____ STORED DATA
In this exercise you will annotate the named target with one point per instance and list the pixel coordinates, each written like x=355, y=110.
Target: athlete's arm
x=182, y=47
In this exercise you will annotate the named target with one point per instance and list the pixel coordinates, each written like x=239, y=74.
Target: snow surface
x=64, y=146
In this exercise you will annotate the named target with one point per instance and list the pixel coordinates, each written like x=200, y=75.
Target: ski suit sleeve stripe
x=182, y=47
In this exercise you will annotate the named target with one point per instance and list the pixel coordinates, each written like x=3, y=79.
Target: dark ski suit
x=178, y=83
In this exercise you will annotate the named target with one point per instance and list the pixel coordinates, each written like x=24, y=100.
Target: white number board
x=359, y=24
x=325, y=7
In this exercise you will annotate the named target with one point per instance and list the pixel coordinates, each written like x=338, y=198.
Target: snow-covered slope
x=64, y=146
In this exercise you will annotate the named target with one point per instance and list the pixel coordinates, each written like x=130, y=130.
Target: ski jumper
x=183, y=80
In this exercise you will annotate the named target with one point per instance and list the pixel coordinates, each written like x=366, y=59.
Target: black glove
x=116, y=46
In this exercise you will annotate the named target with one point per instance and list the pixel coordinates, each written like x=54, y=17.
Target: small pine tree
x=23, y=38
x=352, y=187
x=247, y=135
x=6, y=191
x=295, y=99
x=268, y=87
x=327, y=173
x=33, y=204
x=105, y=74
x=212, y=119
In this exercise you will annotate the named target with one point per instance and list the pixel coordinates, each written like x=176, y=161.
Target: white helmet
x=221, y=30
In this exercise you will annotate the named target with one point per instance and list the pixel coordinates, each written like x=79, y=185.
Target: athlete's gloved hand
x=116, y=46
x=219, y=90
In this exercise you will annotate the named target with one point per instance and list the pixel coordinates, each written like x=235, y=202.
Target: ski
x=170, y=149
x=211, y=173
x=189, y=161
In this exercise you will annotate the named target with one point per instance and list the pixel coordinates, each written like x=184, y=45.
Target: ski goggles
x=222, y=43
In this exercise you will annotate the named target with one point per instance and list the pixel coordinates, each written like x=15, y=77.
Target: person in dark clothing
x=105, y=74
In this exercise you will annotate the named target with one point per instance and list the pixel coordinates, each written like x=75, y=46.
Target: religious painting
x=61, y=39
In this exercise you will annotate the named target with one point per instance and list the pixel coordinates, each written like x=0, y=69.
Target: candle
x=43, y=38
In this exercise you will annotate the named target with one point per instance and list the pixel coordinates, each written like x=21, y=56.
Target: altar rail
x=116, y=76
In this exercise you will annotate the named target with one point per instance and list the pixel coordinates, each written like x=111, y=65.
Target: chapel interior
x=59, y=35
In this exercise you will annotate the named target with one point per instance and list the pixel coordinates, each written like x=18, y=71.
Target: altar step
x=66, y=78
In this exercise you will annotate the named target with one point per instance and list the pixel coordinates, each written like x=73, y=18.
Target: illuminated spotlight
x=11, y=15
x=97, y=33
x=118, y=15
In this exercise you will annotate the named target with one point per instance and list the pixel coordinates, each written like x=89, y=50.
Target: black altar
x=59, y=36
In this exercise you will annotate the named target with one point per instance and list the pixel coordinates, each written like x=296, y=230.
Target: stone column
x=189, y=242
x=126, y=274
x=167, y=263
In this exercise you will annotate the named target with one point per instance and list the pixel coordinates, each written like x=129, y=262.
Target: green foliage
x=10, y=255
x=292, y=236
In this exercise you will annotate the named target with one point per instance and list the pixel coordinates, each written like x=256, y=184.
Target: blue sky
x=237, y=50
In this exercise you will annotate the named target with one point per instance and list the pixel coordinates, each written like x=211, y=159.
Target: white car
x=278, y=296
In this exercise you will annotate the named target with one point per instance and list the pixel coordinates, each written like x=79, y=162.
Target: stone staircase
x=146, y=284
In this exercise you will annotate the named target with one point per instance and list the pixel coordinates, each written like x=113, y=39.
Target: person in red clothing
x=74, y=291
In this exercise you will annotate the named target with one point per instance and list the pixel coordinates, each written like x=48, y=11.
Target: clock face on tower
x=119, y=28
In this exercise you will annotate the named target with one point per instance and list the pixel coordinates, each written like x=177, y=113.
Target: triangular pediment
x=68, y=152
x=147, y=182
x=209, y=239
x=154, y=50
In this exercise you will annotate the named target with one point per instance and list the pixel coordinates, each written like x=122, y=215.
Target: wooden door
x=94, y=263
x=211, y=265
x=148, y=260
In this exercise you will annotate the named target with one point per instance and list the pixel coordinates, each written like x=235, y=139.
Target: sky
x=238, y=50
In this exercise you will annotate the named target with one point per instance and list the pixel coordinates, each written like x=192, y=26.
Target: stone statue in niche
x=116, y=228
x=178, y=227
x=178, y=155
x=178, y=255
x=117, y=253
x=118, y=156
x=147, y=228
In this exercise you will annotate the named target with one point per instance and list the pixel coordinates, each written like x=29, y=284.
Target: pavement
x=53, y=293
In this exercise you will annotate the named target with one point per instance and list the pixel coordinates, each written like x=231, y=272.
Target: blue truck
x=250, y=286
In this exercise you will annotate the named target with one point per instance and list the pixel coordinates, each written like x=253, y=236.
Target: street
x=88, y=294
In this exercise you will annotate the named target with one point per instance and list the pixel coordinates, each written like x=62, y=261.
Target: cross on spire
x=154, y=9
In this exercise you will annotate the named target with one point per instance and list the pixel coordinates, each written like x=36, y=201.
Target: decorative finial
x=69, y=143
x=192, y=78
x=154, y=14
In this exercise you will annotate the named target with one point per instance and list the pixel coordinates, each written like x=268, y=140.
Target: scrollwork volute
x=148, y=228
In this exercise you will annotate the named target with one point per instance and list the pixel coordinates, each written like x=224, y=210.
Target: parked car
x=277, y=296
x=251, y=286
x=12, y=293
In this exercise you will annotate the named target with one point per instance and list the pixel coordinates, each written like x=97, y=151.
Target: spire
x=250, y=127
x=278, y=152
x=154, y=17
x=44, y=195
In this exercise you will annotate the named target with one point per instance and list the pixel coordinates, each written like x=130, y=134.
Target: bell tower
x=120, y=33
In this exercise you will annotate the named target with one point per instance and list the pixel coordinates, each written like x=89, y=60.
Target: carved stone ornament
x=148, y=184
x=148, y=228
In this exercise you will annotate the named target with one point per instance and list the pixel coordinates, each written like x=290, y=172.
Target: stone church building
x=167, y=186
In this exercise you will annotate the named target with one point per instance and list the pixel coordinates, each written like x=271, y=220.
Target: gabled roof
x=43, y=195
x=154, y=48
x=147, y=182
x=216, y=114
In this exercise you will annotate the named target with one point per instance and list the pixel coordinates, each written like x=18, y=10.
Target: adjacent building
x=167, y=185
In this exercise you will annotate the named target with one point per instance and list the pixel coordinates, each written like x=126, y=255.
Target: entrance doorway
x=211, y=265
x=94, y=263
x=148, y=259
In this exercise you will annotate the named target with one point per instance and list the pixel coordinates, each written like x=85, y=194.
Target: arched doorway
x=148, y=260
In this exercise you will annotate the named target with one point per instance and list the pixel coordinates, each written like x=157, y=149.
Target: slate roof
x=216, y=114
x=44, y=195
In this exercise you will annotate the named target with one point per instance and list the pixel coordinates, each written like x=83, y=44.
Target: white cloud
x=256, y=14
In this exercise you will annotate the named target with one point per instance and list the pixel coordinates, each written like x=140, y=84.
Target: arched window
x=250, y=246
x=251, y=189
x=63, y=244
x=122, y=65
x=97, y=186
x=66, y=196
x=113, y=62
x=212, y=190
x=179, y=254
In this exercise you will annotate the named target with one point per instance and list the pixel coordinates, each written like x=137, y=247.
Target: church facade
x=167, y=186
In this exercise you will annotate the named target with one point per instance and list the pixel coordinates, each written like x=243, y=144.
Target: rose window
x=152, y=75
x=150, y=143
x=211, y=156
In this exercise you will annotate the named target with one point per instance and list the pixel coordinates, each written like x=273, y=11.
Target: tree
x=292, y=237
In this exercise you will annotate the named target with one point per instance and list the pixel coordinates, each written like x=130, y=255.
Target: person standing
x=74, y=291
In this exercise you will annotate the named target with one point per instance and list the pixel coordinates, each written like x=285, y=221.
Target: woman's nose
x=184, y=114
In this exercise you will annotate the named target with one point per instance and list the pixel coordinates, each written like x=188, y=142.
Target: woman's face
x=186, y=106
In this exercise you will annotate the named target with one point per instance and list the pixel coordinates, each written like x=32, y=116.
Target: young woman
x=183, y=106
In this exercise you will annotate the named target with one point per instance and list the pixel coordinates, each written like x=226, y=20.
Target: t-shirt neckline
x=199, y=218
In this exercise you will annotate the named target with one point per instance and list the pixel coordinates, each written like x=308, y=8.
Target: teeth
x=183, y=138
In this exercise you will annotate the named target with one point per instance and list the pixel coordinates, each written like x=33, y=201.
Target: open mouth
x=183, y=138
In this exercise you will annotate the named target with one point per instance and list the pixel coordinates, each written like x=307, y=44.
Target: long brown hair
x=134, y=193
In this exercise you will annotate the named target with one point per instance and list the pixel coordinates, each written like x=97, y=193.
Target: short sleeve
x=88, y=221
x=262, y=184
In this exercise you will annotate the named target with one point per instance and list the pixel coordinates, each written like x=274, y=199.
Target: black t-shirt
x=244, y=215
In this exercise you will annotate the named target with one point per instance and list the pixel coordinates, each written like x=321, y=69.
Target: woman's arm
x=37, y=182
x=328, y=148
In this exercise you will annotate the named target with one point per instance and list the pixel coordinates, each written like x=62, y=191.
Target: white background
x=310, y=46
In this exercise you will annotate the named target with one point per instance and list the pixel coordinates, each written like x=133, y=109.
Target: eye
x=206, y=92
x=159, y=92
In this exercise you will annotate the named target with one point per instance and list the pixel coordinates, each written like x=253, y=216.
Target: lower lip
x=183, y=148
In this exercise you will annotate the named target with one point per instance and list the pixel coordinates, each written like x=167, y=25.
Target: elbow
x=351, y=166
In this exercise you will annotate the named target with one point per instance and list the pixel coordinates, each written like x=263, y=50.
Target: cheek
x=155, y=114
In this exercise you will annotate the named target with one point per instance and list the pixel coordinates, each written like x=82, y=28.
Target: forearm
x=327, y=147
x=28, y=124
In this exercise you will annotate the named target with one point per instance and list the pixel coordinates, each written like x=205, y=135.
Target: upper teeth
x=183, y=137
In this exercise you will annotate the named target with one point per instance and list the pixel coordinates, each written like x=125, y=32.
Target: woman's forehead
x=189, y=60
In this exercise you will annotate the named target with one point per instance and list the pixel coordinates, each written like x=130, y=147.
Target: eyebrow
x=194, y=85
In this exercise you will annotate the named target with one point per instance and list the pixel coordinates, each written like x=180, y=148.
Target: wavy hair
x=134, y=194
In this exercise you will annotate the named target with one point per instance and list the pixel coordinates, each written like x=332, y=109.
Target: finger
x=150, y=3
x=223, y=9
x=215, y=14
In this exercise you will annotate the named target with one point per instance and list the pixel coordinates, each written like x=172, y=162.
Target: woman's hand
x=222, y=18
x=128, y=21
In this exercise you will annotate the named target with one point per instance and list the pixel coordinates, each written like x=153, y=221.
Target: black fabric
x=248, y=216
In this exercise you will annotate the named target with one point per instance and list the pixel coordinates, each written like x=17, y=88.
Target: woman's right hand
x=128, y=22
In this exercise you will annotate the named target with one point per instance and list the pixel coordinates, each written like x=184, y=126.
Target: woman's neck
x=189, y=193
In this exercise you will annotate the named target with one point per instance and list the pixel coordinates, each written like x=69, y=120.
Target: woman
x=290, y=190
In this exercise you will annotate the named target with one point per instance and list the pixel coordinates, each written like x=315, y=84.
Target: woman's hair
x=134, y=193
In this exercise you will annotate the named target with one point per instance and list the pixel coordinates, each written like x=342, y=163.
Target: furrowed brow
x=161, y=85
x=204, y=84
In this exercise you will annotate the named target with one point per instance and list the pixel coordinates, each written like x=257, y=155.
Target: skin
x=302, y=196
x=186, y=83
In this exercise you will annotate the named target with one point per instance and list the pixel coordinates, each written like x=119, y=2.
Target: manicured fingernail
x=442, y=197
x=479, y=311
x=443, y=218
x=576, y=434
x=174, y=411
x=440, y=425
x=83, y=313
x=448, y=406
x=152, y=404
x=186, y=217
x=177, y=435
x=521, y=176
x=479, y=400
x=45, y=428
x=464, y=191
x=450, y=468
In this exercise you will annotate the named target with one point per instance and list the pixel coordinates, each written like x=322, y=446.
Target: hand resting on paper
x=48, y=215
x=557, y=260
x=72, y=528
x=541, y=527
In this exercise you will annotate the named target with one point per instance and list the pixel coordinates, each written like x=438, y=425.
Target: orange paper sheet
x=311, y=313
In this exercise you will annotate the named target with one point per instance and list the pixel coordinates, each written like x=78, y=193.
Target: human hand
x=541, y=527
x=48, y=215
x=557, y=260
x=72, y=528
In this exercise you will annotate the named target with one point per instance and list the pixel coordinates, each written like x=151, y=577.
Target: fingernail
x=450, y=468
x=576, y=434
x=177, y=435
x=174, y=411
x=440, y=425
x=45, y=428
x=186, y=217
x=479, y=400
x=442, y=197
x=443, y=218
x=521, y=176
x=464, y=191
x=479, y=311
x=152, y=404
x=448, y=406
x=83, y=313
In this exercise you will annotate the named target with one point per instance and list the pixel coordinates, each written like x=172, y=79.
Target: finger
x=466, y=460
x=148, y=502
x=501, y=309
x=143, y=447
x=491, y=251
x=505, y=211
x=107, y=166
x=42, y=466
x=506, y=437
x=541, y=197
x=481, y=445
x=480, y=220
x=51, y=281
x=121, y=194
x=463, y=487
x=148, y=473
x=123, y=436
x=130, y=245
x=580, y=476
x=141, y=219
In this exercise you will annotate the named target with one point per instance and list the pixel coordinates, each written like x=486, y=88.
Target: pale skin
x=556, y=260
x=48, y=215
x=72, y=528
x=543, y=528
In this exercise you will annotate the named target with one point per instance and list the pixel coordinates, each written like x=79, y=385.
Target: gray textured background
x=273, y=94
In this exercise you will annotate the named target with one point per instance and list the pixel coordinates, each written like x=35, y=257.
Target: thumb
________
### EXERCISE DESCRIPTION:
Repeat verbatim the opening run of entries, ending with the line that contains "like x=200, y=75.".

### WRITTEN SOLUTION:
In this exercise you will annotate the named target with one point per instance and list the pixel coordinates, each written like x=355, y=110.
Target: athlete's arm
x=182, y=47
In this exercise you will annotate the named target with one point per instance and list the pixel coordinates, each written like x=239, y=74.
Target: snow surface
x=64, y=146
In this exercise you will annotate the named target with one point per instance and list the pixel coordinates, each written like x=200, y=75.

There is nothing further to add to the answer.